Consigne:
Pouvez-vous redonner à l'identique le passage du texte sur le design civique qui débute aux mots "La chaire Environnements" et s'arrête après "intelligente ? Morceaux choisis." ?

Texte à lire:
________________

La chaire Environnements connectés Banque Populaire Atlantique – LIPPI a eu le plaisir de recevoir le designer Ruedi Baur et le spécialiste de l’accessibilité Sylvain Denoncin (chef de l’entreprise Okeenea) pour parler des perspectives offertes par le design en matière de lecture de l’espace public dans nos environnements connectés. Quel avenir pour le design graphique et la signalétique à l’ère de la ville intelligente ? Morceaux choisis.

Ruedi Baur - Sylvain Denoncin

Ruedi Baur – Sylvain Denoncin

– Plaidoyer pour un design civique

Ruedi Baur : Ce qui se passe aujourd’hui dans la société et nos actions de designers sont étroitement liés. De fait, nous devons faire attention à ce que le design ne soit pas quelque chose qui marche en bulle et soit en dehors de la société. La société évolue avec une technologie omniprésente. Certaines personnes se sentent mal à l’aise, ont du mal à vivre ensemble et à vivre les transformations technologiques majeures qui sont en train de se faire. Il y a de nouveaux analphabétismes qui s’engrangent auprès d’une partie de la population qui a peur d’aller dans des lieux où l’on est confronté à des automates. Cette transformation majeure, il va falloir qu’on l’accompagne, ce qui relève d’une problématique de design (design de services, atmosphères, etc.). Il ne s’agit pas de vous dire comment il faut faire mais plutôt de partager les questions qui se posent, notamment : comment arrivons-nous à reprendre en main notre société, que j’aime être humaniste et démocratique, pour qu’il n’y ait pas des frustrations telles que celles qui s’expriment aujourd’hui ? Ces frustrations sont indéniablement dues à des questions sociales, à des peurs, à de l’incertitude.

Et en matière de signalétique, on sait que la peur engendre de la désorientation et donc du repli sur soi. Nous, designers on doit se poser la question de comment réagir à ces nouvelles problématiques, à ces peurs. Tout ceci relève de ce que j’appelle « design civique », ce qui veut dire qu’il existe un design non civique, alors que l’on pensait il y a une trentaine d’années le design comme une discipline pouvant résoudre les problèmes et n’étant que positive. Aujourd’hui, on voit qu’il y a du design qui dégrade, qui pollue, qui est agressif… Nous avons à essayer de retravailler ce civisme entre le pouvoir et le citoyen, en sachant qu’en tant que designer on est plutôt du côté du pouvoir : on représente le pouvoir, on est payé par le pouvoir, on est commandité par le pouvoir. Comment cette interaction entre l’usager et ce pouvoir peut se remettre en construction ? Je pense qu’une partie importante de la manière dont on n’est plus intéressé par beaucoup de choses vient de la communication, de la manière dont la société nous parle, de la manière dont on s’adresse à nous, de la manière dont on nous avertit, on nous oblige, on nous séduit, etc. Cette interaction là est peut être aussi à réinventer. Depuis 30 ans que j’exerce ce métier, j’ai assisté à la réintroduction d’une forme d’autoritarisme, de recherche de la perfection, de l’absolu, du zéro erreur, qui, d’une certaine manière, porte en elle une sémiotique qui est peut être beaucoup plus autoritaire et excluante que nous le pensons.

________________

Liste des lignes:

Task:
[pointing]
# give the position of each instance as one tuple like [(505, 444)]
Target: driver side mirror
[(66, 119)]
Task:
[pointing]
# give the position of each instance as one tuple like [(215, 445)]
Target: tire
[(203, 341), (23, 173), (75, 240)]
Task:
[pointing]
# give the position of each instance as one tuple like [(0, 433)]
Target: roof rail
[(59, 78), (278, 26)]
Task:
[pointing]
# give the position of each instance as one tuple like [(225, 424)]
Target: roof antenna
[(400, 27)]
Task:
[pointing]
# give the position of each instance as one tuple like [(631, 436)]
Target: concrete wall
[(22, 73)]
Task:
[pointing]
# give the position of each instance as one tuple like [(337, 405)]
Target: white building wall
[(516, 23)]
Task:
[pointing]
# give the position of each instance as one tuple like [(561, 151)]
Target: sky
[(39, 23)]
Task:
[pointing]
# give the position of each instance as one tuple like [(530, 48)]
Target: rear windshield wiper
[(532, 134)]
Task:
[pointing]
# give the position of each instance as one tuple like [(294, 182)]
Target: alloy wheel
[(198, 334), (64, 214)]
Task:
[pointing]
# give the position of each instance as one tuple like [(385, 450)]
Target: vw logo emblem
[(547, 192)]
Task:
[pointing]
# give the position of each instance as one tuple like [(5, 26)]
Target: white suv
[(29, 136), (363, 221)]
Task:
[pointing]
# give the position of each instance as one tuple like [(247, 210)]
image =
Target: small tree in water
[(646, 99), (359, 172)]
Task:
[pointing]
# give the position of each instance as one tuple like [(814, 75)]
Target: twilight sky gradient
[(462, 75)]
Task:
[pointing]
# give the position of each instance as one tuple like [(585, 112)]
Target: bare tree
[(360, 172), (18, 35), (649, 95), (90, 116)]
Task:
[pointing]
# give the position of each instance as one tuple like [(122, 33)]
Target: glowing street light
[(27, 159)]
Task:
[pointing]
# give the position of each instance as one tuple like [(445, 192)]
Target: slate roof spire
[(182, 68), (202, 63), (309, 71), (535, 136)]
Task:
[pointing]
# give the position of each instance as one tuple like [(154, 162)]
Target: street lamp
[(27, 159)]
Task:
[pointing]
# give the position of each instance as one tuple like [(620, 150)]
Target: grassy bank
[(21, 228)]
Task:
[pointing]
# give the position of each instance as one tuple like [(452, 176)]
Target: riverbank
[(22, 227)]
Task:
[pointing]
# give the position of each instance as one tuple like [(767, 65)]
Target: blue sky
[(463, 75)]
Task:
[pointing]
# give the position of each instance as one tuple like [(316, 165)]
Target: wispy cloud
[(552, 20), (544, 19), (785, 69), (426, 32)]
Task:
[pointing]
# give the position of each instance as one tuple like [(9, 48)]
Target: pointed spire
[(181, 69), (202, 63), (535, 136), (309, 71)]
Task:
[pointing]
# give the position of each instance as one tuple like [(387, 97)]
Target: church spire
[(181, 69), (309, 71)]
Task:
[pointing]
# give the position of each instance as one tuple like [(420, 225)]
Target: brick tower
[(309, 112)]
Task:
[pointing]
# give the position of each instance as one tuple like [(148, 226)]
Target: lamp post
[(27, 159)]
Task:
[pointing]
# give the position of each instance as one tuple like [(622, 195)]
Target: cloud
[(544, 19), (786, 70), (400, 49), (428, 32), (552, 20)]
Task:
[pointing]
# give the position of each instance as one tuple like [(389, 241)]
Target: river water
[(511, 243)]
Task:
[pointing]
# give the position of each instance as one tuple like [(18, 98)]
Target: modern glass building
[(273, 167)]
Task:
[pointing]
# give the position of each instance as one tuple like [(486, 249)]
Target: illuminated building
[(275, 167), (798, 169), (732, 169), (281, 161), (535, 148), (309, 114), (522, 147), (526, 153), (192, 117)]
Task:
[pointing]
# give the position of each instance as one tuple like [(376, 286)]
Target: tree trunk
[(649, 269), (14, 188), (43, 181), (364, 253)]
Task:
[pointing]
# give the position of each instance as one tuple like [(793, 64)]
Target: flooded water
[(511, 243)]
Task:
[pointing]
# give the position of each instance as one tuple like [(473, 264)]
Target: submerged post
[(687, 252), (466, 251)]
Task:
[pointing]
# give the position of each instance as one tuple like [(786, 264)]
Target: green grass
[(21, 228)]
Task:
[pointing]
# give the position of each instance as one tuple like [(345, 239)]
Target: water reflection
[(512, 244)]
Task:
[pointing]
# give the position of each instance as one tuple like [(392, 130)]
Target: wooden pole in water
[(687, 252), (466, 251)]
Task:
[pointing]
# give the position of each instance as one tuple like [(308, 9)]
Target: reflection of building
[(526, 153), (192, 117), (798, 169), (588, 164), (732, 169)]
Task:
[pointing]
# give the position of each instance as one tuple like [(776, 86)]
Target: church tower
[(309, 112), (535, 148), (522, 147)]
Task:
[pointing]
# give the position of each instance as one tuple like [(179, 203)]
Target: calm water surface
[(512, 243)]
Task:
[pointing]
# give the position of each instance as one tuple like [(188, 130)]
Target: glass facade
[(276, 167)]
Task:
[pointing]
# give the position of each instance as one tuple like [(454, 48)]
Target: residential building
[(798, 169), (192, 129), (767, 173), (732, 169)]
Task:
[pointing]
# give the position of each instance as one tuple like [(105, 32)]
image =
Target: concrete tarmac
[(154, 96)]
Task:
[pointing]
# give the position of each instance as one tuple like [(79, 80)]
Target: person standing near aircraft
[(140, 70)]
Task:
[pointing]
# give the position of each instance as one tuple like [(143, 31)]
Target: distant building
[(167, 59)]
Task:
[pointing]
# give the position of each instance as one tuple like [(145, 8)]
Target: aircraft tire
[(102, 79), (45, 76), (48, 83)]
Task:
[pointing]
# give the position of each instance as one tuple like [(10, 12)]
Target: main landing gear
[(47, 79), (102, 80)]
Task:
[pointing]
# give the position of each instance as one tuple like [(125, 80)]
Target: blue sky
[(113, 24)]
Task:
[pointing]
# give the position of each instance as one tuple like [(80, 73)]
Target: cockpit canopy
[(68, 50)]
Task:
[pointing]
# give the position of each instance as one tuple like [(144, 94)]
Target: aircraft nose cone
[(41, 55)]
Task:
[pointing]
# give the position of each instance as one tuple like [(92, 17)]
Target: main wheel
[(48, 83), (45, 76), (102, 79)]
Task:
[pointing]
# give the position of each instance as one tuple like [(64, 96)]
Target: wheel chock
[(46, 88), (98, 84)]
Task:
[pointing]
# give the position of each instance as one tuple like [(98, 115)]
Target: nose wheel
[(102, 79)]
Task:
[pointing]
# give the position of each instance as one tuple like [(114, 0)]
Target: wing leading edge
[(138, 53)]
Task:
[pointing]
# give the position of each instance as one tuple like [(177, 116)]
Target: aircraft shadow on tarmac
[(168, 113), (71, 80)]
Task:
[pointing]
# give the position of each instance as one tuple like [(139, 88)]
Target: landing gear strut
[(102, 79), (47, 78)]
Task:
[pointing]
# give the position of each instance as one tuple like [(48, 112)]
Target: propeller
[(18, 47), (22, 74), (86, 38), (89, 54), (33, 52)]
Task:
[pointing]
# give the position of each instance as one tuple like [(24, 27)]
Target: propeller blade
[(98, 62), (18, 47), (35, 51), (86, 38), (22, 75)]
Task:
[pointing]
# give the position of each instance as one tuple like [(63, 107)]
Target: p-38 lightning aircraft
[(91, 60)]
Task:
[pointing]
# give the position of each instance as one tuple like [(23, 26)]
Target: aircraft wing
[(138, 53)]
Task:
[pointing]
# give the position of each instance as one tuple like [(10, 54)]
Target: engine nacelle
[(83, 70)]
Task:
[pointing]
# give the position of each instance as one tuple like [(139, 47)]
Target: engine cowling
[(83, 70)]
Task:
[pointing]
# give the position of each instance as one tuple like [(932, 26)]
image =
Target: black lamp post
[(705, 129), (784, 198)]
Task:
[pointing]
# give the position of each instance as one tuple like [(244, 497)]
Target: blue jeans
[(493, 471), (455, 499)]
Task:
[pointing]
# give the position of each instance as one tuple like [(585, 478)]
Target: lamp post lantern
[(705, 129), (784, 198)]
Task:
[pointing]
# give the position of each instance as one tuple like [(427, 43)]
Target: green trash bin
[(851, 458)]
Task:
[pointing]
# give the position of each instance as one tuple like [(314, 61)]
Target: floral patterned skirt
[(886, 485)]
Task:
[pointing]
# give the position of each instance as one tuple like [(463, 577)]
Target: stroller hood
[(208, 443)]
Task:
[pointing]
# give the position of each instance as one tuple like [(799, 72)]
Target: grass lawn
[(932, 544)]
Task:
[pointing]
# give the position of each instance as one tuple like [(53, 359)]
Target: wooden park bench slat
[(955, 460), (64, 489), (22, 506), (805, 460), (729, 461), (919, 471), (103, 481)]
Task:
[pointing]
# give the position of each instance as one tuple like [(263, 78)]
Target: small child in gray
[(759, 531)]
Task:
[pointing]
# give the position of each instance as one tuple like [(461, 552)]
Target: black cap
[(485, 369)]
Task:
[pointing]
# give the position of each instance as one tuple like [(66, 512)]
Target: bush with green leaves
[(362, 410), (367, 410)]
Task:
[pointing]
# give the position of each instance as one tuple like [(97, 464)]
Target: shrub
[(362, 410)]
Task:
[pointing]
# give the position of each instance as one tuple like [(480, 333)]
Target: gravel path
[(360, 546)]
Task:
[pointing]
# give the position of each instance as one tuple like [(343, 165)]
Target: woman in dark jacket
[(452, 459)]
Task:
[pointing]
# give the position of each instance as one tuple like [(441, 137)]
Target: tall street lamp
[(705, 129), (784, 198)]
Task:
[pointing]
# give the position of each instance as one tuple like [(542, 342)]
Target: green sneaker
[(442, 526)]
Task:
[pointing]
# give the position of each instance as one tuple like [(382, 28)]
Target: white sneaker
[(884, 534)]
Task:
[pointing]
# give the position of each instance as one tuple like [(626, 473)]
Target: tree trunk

________________

Réponse attendue:
La chaire Environnements connectés Banque Populaire Atlantique – LIPPI a eu le plaisir de recevoir le designer Ruedi Baur et le spécialiste de l’accessibilité Sylvain Denoncin (chef de l’entreprise Okeenea) pour parler des perspectives offertes par le design en matière de lecture de l’espace public dans nos environnements connectés. Quel avenir pour le design graphique et la signalétique à l’ère de la ville intelligente ? Morceaux choisis.